■ Raw data:
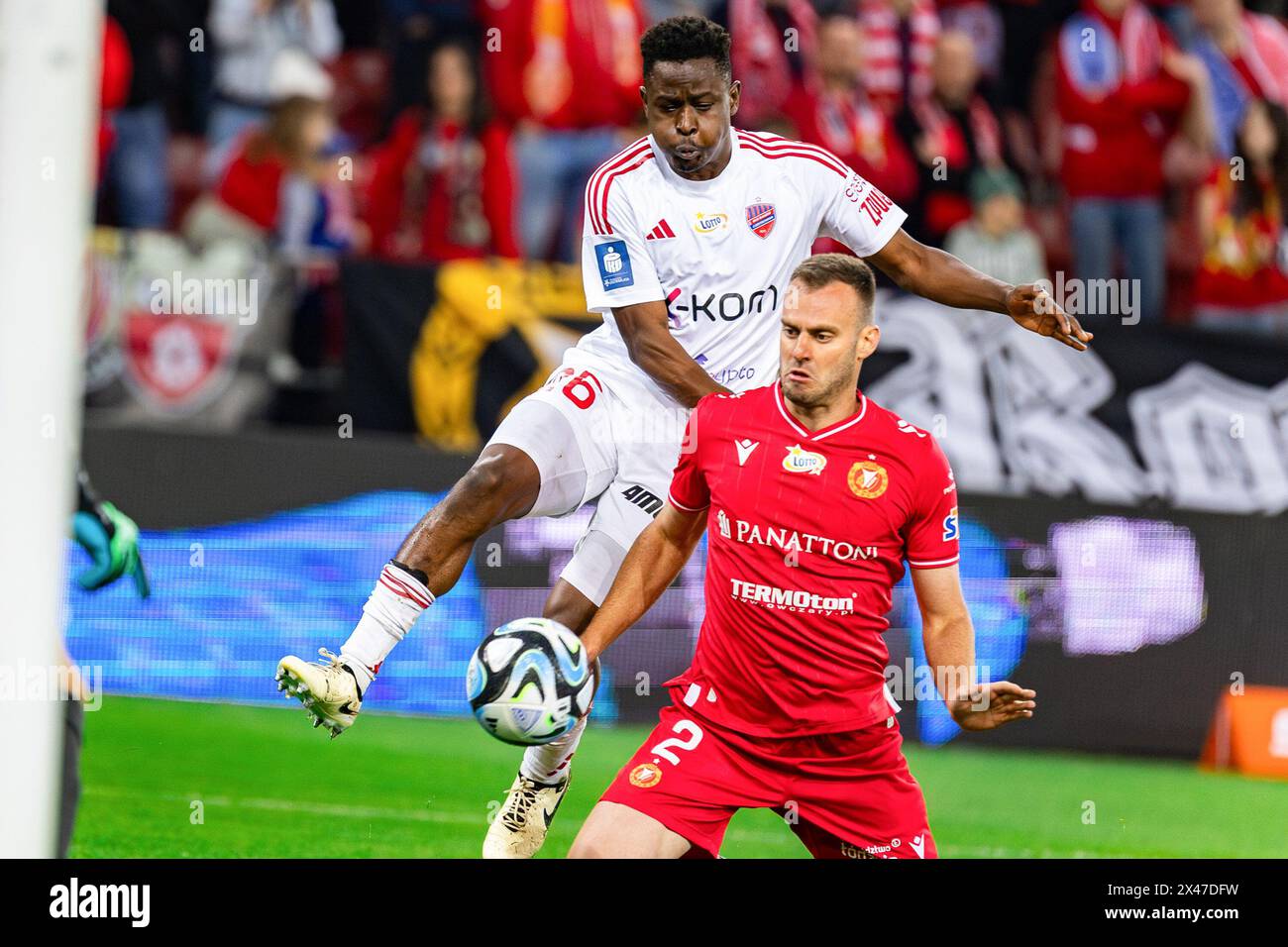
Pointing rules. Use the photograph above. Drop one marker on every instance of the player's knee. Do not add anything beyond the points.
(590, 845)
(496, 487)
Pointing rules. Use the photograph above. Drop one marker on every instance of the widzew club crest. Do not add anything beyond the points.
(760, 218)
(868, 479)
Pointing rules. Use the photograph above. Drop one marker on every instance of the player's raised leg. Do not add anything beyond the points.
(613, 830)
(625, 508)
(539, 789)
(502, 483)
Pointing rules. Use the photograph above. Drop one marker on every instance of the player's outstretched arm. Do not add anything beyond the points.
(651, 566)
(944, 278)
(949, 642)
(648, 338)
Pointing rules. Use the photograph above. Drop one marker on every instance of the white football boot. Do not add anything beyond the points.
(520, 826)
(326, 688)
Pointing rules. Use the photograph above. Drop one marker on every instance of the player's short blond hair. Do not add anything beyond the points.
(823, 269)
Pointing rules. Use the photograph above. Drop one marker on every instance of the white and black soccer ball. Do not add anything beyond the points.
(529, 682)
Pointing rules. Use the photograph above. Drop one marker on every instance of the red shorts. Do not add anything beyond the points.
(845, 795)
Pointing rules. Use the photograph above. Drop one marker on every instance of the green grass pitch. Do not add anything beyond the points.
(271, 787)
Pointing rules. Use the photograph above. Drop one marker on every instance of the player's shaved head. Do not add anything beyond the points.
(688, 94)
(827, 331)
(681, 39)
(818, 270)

■ Directions: With the images excluded, reproduce the data above precisely as written.

■ Solution for this problem:
Pointing rules. Use the photograph above. Drop one marker on every instance of the player's knee. Do not add anything beyond the points.
(590, 845)
(496, 487)
Pointing rules. Use the photograph above. Drop one marker on every instance of the widzew club crest. Do not add anything beyond the points.
(760, 218)
(868, 479)
Pointing rules. Use the photograph above. Drop one marker on every instance of the player's raised leg. Do not add anything beyond the points.
(613, 830)
(625, 508)
(539, 789)
(502, 483)
Pointing rules. Use the photograph above. Drop one marker on every instance of the player's outstretched arm. Do not add anything beyond the points.
(651, 566)
(944, 278)
(949, 642)
(648, 338)
Pointing rules. Use the photograph above. Drop one marker on every instance of the white football boot. Do not add anything beyond the points.
(520, 826)
(326, 688)
Pointing rules. Use the photograph above. Drop one marker on every instance of the player's short blond hair. Do not add anything beyond the points.
(823, 269)
Pointing rules. Use the photograph above. Drop one marker on every instance of the white and black soccer ball. Do not add anything beyond the points.
(529, 682)
Pointing rules. Use the photograph above. Drop one marker on every instance of the red shorts. Do not add anything beyond the points.
(845, 795)
Pointing rules. Use the photograph above. Drop one marker on every instance of the green grass pitch. Do not add anything beyond the points.
(271, 787)
Pointing rules. Use the photograph above. Drop one marker on every instance of the player's shaved head. Do not add anything beyond the points.
(688, 94)
(827, 331)
(681, 39)
(818, 270)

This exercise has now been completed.